## Exercise inputs
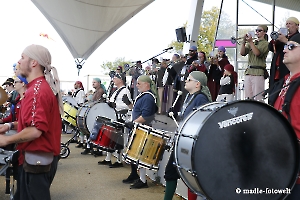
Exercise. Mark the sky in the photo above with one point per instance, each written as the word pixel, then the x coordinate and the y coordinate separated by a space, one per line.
pixel 145 35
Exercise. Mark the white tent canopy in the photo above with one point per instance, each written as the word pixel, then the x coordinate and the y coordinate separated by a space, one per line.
pixel 85 24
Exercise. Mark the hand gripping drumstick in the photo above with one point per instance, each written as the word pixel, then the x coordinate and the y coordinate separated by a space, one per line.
pixel 171 114
pixel 179 93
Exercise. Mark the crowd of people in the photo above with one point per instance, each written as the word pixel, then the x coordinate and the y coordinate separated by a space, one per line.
pixel 36 104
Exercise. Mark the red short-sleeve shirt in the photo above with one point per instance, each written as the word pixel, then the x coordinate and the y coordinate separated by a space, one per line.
pixel 40 108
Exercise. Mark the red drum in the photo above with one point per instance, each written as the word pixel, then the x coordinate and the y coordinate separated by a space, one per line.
pixel 110 135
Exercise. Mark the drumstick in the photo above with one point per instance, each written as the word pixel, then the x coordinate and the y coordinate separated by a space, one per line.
pixel 171 114
pixel 178 95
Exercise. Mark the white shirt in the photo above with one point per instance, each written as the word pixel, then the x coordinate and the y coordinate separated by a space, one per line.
pixel 120 105
pixel 79 98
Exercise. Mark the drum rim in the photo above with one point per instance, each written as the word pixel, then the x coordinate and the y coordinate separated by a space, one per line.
pixel 292 134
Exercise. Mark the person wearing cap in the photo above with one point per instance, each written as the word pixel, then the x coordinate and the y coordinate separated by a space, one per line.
pixel 20 87
pixel 79 93
pixel 116 102
pixel 143 112
pixel 99 89
pixel 39 125
pixel 193 55
pixel 79 97
pixel 278 69
pixel 135 72
pixel 257 52
pixel 222 57
pixel 97 96
pixel 11 92
pixel 292 61
pixel 228 84
pixel 196 85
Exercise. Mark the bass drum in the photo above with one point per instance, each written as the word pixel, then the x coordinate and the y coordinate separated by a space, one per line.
pixel 86 115
pixel 238 150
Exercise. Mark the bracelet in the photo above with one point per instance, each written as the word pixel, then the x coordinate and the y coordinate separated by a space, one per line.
pixel 9 125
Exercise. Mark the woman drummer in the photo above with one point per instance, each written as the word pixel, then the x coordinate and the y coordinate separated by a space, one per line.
pixel 196 85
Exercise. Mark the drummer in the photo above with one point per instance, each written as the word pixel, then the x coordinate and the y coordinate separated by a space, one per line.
pixel 292 61
pixel 78 96
pixel 145 106
pixel 97 96
pixel 116 102
pixel 11 120
pixel 196 85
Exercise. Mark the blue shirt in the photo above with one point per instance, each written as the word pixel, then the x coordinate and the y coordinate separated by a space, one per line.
pixel 144 106
pixel 199 100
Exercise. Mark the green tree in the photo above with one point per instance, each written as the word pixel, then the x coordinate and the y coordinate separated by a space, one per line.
pixel 111 66
pixel 207 30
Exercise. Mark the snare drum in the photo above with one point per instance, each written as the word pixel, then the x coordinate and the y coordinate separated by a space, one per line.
pixel 87 114
pixel 223 149
pixel 110 135
pixel 70 111
pixel 146 146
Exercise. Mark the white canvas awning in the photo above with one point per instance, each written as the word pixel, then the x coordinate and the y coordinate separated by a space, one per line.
pixel 85 24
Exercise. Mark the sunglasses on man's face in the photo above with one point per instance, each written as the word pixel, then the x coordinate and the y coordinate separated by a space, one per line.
pixel 259 30
pixel 291 46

## Work to be completed
Would you please set down the data above again exactly, without its pictures?

## Problem solution
Exercise. Mark the sky in the photo above with one point per instance, each written as the word pixel, then the x coordinate and the y coordinate separated by a space, one per line.
pixel 145 35
Exercise. Mark the white tent canopy in the photo above with one point per instance, each written as the word pixel, then the x coordinate and the y coordinate separated by a space, one per line.
pixel 85 24
Exercise. Mark the hand gripping drumstick in the photo above with one point per instance, each written as the word pixel, then the x coordinate and the y coordinate separated by a space, one per line.
pixel 171 114
pixel 179 93
Exercise. Mark the crowd of people in the photo above with one point per instance, each written as the word pixel, then the x coordinate and the y coordinate separated by a space, one per line.
pixel 36 104
Exercise. Mark the red short-sleeve shirt in the photo above with one point per instance, each written as the word pixel, then the x coordinate and the y coordinate separated by a space, one per line.
pixel 40 108
Exercise. Mark the red drum in the photo above with one point per instance, each written as the word pixel, then the x coordinate and the y coordinate separated by a space, one per line.
pixel 110 135
Exercise. Mark the drumstick in the photo above with one point per instance, each written as the word pixel, then the x coordinate and the y coordinate separated by a space, one per line.
pixel 171 114
pixel 178 95
Exercise. Mark the white shirt in the photo above with one point per instance, each written as the word pixel, then the x coordinate and the y coordinate separated by a space, one per line.
pixel 120 105
pixel 79 98
Exercise. Mark the drum rim in the photo above with one point per instance, each written as the word pixel, then the x coordinate and the y coordinate separated by a space, one per line.
pixel 292 134
Exercise. Mark the person wearing cap in the photo above with one point per instance, each written as the word pixel, then the x coordinate and the y coordinate separated by a space, one per line.
pixel 20 87
pixel 79 93
pixel 116 102
pixel 143 112
pixel 99 89
pixel 39 125
pixel 193 55
pixel 79 97
pixel 278 69
pixel 135 72
pixel 257 52
pixel 222 57
pixel 97 96
pixel 11 92
pixel 292 61
pixel 228 84
pixel 196 85
Exercise. Mark the bass drum in the photo above with one point per instance, each written as the word pixel, then the x coordinate and the y coordinate separated by a space, one per line.
pixel 86 115
pixel 238 150
Exercise. Mark the bracelet in the photo above with one point per instance, each written as the word pixel, then the x coordinate and the y coordinate separated by a space, one per line.
pixel 9 125
Exercise. Mark the woman drummer in the photo above with one point per instance, each written as the word pixel, then the x coordinate and the y coordinate separated by a space, one per line.
pixel 196 85
Exercise. Mark the drummer in the photo above with one point per instance, each written as the word pixel, then the x coordinate and the y coordinate separated by a space, one per line.
pixel 292 61
pixel 78 96
pixel 145 106
pixel 97 96
pixel 116 102
pixel 11 120
pixel 196 85
Exercise. Mark the blue shirt in the photo above with one point per instance, each written as the word pixel, then the x coordinate and the y coordinate separated by a space, one per line.
pixel 144 106
pixel 199 100
Exercise. Mark the green tree in the photo above with one point per instance, each written as the word pixel, then the x coordinate and the y coordinate separated by a space, one per line.
pixel 111 66
pixel 207 30
Exercise. Mark the snare drum in the photo above with one point per instance, each written as the word pixel, then the x coordinate and the y coordinate separated by a space, one per line.
pixel 87 114
pixel 223 149
pixel 110 135
pixel 70 111
pixel 146 146
Exercise. Mark the white canvas awning in the photo above with one point per instance, each written as the word pixel, then the x coordinate and the y coordinate separated by a space, one per line.
pixel 85 24
Exercise. Mark the sunglasses on man's face in the photo above with one point per instance, each written as the word pixel, then the x coordinate and the y coordinate separated by a space, one per line.
pixel 259 30
pixel 291 46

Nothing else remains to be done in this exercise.